*Your goal*.
Give an exact transcription of every line, dropping the images.

*Provided entries*.
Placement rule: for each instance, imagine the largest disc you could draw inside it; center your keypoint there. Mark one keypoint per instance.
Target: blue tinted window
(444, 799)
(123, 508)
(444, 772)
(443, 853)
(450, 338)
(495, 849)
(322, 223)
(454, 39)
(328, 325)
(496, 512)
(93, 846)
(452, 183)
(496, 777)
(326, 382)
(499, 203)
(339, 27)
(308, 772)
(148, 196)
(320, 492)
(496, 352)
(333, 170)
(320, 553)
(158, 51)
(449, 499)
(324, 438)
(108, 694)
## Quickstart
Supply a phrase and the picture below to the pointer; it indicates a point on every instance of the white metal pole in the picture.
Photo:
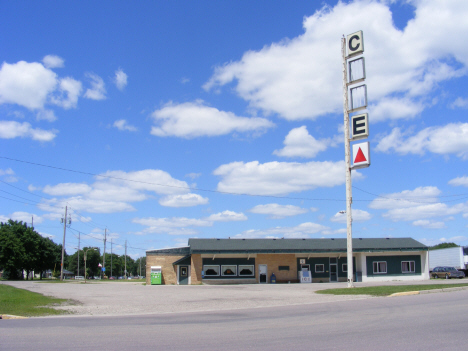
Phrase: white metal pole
(63, 243)
(349, 198)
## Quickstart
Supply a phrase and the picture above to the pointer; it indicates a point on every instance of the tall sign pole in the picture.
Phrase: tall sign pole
(351, 47)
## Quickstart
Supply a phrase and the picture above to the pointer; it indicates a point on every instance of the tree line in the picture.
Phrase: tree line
(22, 249)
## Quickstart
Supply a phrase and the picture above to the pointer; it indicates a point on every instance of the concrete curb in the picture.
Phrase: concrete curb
(433, 291)
(405, 293)
(10, 316)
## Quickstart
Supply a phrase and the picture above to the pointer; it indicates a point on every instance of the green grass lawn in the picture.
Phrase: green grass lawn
(20, 302)
(386, 290)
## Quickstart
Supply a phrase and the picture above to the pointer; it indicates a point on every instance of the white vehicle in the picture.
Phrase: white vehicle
(452, 257)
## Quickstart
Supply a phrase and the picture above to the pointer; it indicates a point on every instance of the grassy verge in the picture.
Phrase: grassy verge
(386, 289)
(20, 302)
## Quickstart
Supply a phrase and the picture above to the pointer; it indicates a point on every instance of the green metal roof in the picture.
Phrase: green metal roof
(199, 246)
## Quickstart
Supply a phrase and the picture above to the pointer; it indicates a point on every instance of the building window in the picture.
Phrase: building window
(228, 270)
(407, 267)
(211, 271)
(246, 271)
(319, 268)
(380, 267)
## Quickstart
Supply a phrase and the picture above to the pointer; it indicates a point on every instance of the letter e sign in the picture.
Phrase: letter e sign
(355, 43)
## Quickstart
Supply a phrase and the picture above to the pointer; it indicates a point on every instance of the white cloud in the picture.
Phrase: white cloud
(67, 189)
(358, 216)
(227, 216)
(279, 178)
(296, 78)
(422, 212)
(463, 181)
(46, 115)
(429, 224)
(449, 139)
(183, 200)
(459, 103)
(172, 226)
(120, 79)
(278, 211)
(13, 129)
(53, 61)
(26, 84)
(407, 198)
(303, 230)
(116, 191)
(8, 175)
(122, 124)
(97, 90)
(299, 143)
(194, 119)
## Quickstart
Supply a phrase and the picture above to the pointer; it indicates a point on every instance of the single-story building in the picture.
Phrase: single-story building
(242, 261)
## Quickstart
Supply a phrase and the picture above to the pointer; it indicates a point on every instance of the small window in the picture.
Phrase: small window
(211, 271)
(246, 271)
(228, 270)
(407, 267)
(380, 267)
(319, 268)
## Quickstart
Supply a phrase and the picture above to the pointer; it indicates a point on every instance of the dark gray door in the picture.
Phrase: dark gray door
(333, 272)
(183, 275)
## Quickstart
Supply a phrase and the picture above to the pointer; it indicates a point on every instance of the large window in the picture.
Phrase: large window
(228, 270)
(211, 271)
(246, 270)
(319, 268)
(407, 267)
(380, 267)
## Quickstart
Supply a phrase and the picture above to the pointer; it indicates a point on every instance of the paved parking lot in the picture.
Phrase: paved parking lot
(126, 298)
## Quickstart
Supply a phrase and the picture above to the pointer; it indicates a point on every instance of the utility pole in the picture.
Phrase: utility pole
(104, 255)
(64, 220)
(111, 257)
(78, 273)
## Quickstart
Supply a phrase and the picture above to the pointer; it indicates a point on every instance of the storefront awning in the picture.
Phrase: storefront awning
(185, 261)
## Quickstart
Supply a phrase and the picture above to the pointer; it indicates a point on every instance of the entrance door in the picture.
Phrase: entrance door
(333, 272)
(183, 275)
(262, 273)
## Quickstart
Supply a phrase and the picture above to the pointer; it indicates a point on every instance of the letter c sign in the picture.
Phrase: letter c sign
(355, 43)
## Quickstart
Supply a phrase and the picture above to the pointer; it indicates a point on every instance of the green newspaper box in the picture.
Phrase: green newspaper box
(155, 275)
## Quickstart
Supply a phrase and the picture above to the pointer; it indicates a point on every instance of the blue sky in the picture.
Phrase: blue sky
(162, 121)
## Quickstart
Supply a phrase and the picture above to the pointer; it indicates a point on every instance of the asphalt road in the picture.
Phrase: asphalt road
(419, 322)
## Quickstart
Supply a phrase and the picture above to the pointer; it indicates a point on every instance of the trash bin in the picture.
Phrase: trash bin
(358, 277)
(155, 275)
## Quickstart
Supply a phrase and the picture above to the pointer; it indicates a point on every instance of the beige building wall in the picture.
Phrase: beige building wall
(169, 272)
(273, 261)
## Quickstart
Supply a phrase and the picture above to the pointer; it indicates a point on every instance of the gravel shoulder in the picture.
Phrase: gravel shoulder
(118, 298)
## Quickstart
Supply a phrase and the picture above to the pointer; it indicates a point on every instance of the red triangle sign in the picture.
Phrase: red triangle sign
(360, 157)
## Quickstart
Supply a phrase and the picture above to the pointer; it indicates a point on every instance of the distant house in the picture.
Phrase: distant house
(241, 261)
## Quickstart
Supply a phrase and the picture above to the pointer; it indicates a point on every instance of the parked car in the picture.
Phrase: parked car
(447, 273)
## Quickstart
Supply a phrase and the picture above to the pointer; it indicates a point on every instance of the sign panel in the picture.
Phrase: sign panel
(361, 155)
(359, 127)
(355, 43)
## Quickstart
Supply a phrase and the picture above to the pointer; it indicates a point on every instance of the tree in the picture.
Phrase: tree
(11, 249)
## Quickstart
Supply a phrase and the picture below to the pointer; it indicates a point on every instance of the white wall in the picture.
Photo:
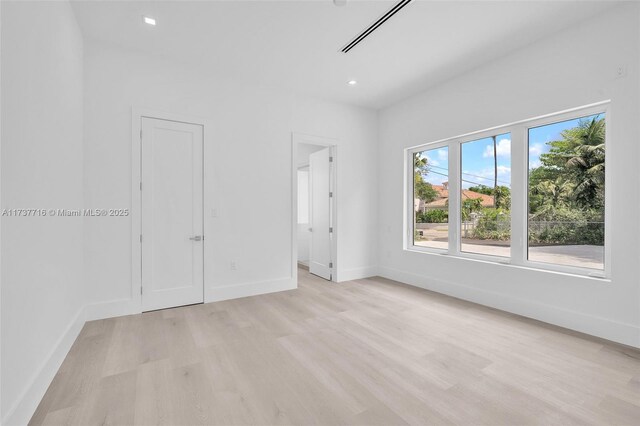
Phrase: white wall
(42, 166)
(304, 237)
(247, 172)
(573, 68)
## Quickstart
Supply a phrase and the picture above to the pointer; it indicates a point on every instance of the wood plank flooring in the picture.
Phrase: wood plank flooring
(367, 352)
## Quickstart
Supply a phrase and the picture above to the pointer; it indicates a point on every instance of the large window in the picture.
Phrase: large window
(485, 197)
(530, 193)
(431, 198)
(566, 192)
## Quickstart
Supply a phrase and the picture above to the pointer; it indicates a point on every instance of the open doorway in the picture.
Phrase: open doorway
(315, 230)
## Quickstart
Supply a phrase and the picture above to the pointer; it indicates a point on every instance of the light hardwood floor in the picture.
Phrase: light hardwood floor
(362, 352)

*Result of the task*.
Placement rule: for each instance, imagine the largest disc you could draw inside it; center your keypoint there. Mark one keypoint per instance.
Target: blue tinted window
(444, 799)
(123, 508)
(444, 772)
(443, 853)
(450, 338)
(495, 849)
(322, 223)
(454, 39)
(328, 325)
(496, 512)
(93, 846)
(452, 183)
(496, 777)
(326, 382)
(499, 203)
(339, 27)
(308, 772)
(148, 196)
(320, 492)
(496, 352)
(333, 170)
(320, 553)
(158, 51)
(449, 499)
(324, 438)
(108, 694)
## Quickstart
Supply a phrase and the picture below to the pointer; it indicates a point on every instance of the white metal pole in the picture.
Photo:
Phrase: white metal pole
(63, 243)
(349, 198)
## Quickstart
Supply a phrase and the picture above to the pointer; it indicates a point on every instance of the tall sign pole in the picture.
Phrase: tall sign pole
(351, 47)
## Quickstart
Supply a phrase and the picture above to the pointer; it indicates a point on every instance of the tree line in the picture.
Phrase: tree line
(22, 249)
## Quickstart
Supply a phrase and the picture above to the pointer; it indicates a point on every instance of the concrete curb in the picture.
Phrase: concrete curb
(433, 291)
(405, 293)
(10, 316)
## Quickstart
Supply a phrase and the picture above to the pointer; it indicates a point on every instance of the green grass lawn in the picture.
Phrase: green grass lawn
(20, 302)
(386, 290)
## Quickstart
Supply a phrase and the picture above to the pointer; it indicates a point on every instance of the white vehicle in the picture.
Phrase: white vehicle
(452, 257)
## Quickstart
Supply a phrase and the picture above to the pointer; it indicates a point on every instance of the grassy verge in the picture.
Phrase: grassy verge
(386, 289)
(20, 302)
## Quickstart
Supply a phrase and the picture above to the pointer; it indicates a point on every instance of the green metal roof in the picture.
Phrase: green metal roof
(199, 246)
## Quickstart
Supply a phrase and the picture above to the pointer; it indicates a point on every instance of the building window in the picture.
Phrase: building window
(228, 270)
(407, 267)
(211, 271)
(246, 271)
(319, 268)
(380, 267)
## Quickstart
Supply a phrase and the picture above to the pointer; it indicates a point on every instance of the letter e sign in the picture.
Phrase: letter e sign
(355, 43)
## Quickstart
Supply a phrase and the picture above to the pointer; it indicates a point on every instance of the white cloud in the picture.
Phrase: white cloud
(67, 189)
(358, 216)
(227, 216)
(279, 178)
(296, 78)
(422, 212)
(463, 181)
(46, 115)
(429, 224)
(449, 139)
(183, 200)
(459, 103)
(172, 226)
(120, 79)
(278, 211)
(13, 129)
(53, 61)
(26, 84)
(407, 198)
(303, 230)
(116, 191)
(8, 175)
(122, 124)
(97, 90)
(299, 143)
(194, 119)
## Quickstart
Supply a phrase and the picture above to the pointer; it indicates a point on every instance of the single-story building in the picture.
Phrase: single-story building
(242, 261)
## Quickstart
Supply a phrase and the picture above to the pointer; it indicates a point on every instance of the small window in the picture.
Phrase: small window
(211, 271)
(246, 271)
(228, 270)
(407, 267)
(380, 267)
(319, 268)
## Quickstart
Supply a phrase and the picture above to the pointer; it indicates a point on every instance of the dark gray door in the picture.
Phrase: dark gray door
(333, 272)
(183, 275)
## Quickstart
Supply a phrase and the picture above to the pointer; it indicates a point on every instance of the large window in the picture.
Phrase: large window
(228, 270)
(211, 271)
(246, 270)
(319, 268)
(407, 267)
(380, 267)
## Quickstart
Supply a phrase and the picture above to the pointer; it indicates a point on every instance of the paved parking lot in the picture.
Phrase: paved parking lot
(126, 298)
## Quickstart
Supply a phrase and the picture above to the pointer; it indicates a point on every instance of the utility pole in the picture.
Phrase: utility pole
(104, 255)
(64, 220)
(111, 257)
(78, 273)
## Quickstart
Supply a phrase and the picture above to the pointer; it indicates a point on every instance of the storefront awning in the picture.
Phrase: storefront awning
(185, 261)
## Quickstart
Supply a phrase and the picture above to the pointer; it indicates a point on every instance of the entrance door in the picture.
Phrase: entrance door
(333, 272)
(183, 275)
(262, 273)
## Quickstart
Supply a phrase and the picture above to the pointer; it indicates a point on every instance of the letter c sign in the picture.
Phrase: letter c sign
(355, 43)
## Quickstart
Supply a phrase and the picture above to the pointer; it indicates a point on every instance of the green newspaper box in the picture.
Phrase: green newspaper box
(155, 275)
## Quickstart
Supply a phrase and the picture above to the pointer; it indicates a point on every instance of the blue sky in the picture.
Phrase: blue sky
(162, 121)
## Quickstart
Supply a phrase and the picture above to the pointer; it indicates a point on every instance of the asphalt road in the picture.
Phrase: asphalt road
(419, 322)
## Quickstart
Supply a phrase and the picture above to the pointer; it indicates a point on every instance of the trash bin in the picture.
Phrase: trash bin
(358, 277)
(155, 275)
## Quickstart
Supply a phrase and the picture above to the pointer; it indicates a point on every instance of the beige building wall in the picture.
Phrase: beige building wall
(169, 272)
(273, 261)
## Quickstart
Supply a phrase and the picture above to the pointer; it indicates a point on every instance of the gravel shoulder in the picture.
Phrase: gravel shoulder
(118, 298)
## Quickstart
Supply a phrase and the picture above to the pointer; it indicates a point on every instance of the red triangle sign in the picture.
Phrase: red triangle sign
(360, 157)
## Quickstart
Supply a phrase and the picture above to the pointer; it indicates a point on every instance of the distant house in the picture.
Phrase: distant house
(241, 261)
## Quickstart
Supply a phrase and the picture above to the pointer; it indicates a point on every instance of the parked car in the picture.
Phrase: parked car
(447, 273)
## Quickstart
Supply a phrase and the picture above to the pointer; it indicates a point on every instance of the sign panel in the picture.
Phrase: sign panel
(361, 155)
(359, 127)
(355, 43)
## Quickstart
Supply a phrase and the picture above to the pointer; it indicates a point on every instance of the tree in the picture.
Phrase: tree
(11, 249)
## Quickstart
Supply a phrase and the picture below to the pointer; it indicates a point on every instance of the white wall in the picture.
Photo:
Phrase: white wall
(42, 166)
(304, 237)
(247, 172)
(573, 68)
## Quickstart
Supply a phrase and the picture above to the pointer; it indicates a point on every instance of the wood plank flooring in the picture.
Phrase: wood plank flooring
(367, 352)
## Quickstart
Supply a phrase and the picture above to the pointer; it indicates a point on every instance of the large window in the picture.
Phrase: large window
(485, 197)
(530, 193)
(431, 198)
(566, 192)
## Quickstart
Supply a phrase and the picture above to the pointer; it indicates a point on every instance of the open doorway in the picture.
Phrase: open doorway
(315, 230)
## Quickstart
Supply a phrase and the picture above to the pointer; it indicates a point on every instance of the light hardwood floor in the picture.
Phrase: light hardwood floor
(362, 352)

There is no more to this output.